> DATA PROVIDED:
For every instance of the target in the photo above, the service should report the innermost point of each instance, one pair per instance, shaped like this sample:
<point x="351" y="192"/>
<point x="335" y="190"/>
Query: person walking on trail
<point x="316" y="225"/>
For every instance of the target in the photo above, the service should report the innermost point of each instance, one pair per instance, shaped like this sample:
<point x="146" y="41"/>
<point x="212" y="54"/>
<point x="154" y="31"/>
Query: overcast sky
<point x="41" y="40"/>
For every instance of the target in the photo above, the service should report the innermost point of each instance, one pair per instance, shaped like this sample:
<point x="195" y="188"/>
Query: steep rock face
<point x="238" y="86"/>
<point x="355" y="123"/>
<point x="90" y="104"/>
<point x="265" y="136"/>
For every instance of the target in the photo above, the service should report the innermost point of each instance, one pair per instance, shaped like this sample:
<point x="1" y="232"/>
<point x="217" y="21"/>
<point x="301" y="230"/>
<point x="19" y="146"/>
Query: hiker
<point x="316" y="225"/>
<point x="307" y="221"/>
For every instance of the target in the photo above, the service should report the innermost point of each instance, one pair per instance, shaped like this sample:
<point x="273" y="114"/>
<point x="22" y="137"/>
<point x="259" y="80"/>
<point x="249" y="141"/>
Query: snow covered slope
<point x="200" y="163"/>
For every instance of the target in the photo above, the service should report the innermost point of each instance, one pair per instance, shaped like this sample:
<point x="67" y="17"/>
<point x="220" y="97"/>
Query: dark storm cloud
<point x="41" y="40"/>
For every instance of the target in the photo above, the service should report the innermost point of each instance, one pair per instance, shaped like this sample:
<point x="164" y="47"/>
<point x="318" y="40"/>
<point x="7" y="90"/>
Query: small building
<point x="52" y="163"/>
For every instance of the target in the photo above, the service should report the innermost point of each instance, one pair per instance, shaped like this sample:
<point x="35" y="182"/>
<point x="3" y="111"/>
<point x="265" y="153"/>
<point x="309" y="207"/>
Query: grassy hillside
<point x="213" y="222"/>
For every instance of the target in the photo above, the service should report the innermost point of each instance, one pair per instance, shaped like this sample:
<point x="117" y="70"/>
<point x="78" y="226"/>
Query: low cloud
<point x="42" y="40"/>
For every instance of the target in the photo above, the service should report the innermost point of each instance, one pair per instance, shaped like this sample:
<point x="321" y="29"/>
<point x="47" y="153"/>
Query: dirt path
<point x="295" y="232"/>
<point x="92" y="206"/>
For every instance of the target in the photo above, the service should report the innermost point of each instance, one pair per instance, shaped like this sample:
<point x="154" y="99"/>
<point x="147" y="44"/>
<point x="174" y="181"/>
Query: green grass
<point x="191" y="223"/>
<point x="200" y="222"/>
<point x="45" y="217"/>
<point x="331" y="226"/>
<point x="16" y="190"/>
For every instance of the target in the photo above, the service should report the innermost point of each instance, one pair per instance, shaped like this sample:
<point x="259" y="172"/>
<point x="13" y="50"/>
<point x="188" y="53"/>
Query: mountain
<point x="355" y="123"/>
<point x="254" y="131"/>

> TASK DESCRIPTION:
Give back every entry, word for word.

> ANSWER SPACE:
For every instance of the target in the photo above, the service should report the innermost point of each instance, one pair per instance, shaped like this sample:
<point x="351" y="192"/>
<point x="335" y="190"/>
Query: person walking on trail
<point x="316" y="225"/>
For every instance of the target in the photo above, the service should report the innermost point of each instance, one pair per instance, shaped like this sample:
<point x="146" y="41"/>
<point x="212" y="54"/>
<point x="154" y="31"/>
Query: overcast sky
<point x="41" y="40"/>
For every instance of the target in the photo above, the service should report the innermost point of each instance, one pair per instance, shaped like this sample:
<point x="195" y="188"/>
Query: steep rock face
<point x="238" y="86"/>
<point x="355" y="123"/>
<point x="90" y="104"/>
<point x="265" y="136"/>
For every instance of the target in the photo above, the service should report the innermost point of each instance, one pair per instance, shaped like this sample:
<point x="1" y="232"/>
<point x="217" y="21"/>
<point x="301" y="230"/>
<point x="19" y="146"/>
Query: hiker
<point x="316" y="225"/>
<point x="307" y="221"/>
For every instance of the target in the photo above, the service should report the innermost point of each instance, one pair per instance, shaped like this sample:
<point x="273" y="114"/>
<point x="22" y="137"/>
<point x="259" y="80"/>
<point x="249" y="141"/>
Query: snow covered slope
<point x="200" y="163"/>
For every instance of the target in the photo above, the service should report the innermost point of each instance, one pair per instance, shaped like this sample:
<point x="67" y="17"/>
<point x="220" y="97"/>
Query: dark storm cloud
<point x="41" y="40"/>
For every instance of the target in the photo above, the service should report the innermost point of each instance, one pair per instance, shaped like this sample:
<point x="164" y="47"/>
<point x="318" y="40"/>
<point x="7" y="90"/>
Query: small building
<point x="52" y="163"/>
For every instance of the target in the photo above, the service should report the innermost point of each instance, one pair per instance, shaped like this sample:
<point x="35" y="182"/>
<point x="3" y="111"/>
<point x="265" y="153"/>
<point x="309" y="207"/>
Query: grassy hillside
<point x="213" y="222"/>
For every instance of the target in the photo above, the service should report the innermost point of each instance, one pair per instance, shaped like this sample:
<point x="117" y="70"/>
<point x="78" y="226"/>
Query: low cloud
<point x="42" y="40"/>
For every instance of the target in the photo above, the service should report the innermost point of each instance, one pair per instance, shaped like this sample:
<point x="321" y="29"/>
<point x="47" y="153"/>
Query: dirt path
<point x="295" y="232"/>
<point x="92" y="206"/>
For every instance of the target in the photo above, the service should report the innermost point of each instance, one pair per instance, shaped like this sample:
<point x="154" y="99"/>
<point x="147" y="44"/>
<point x="174" y="181"/>
Query: green grass
<point x="191" y="223"/>
<point x="200" y="222"/>
<point x="45" y="217"/>
<point x="331" y="226"/>
<point x="16" y="190"/>
For every instance of the target in the photo above, the service should report the innermost point of each instance, one pair per instance, shaped like this sample:
<point x="259" y="172"/>
<point x="13" y="50"/>
<point x="188" y="53"/>
Query: mountain
<point x="355" y="123"/>
<point x="254" y="131"/>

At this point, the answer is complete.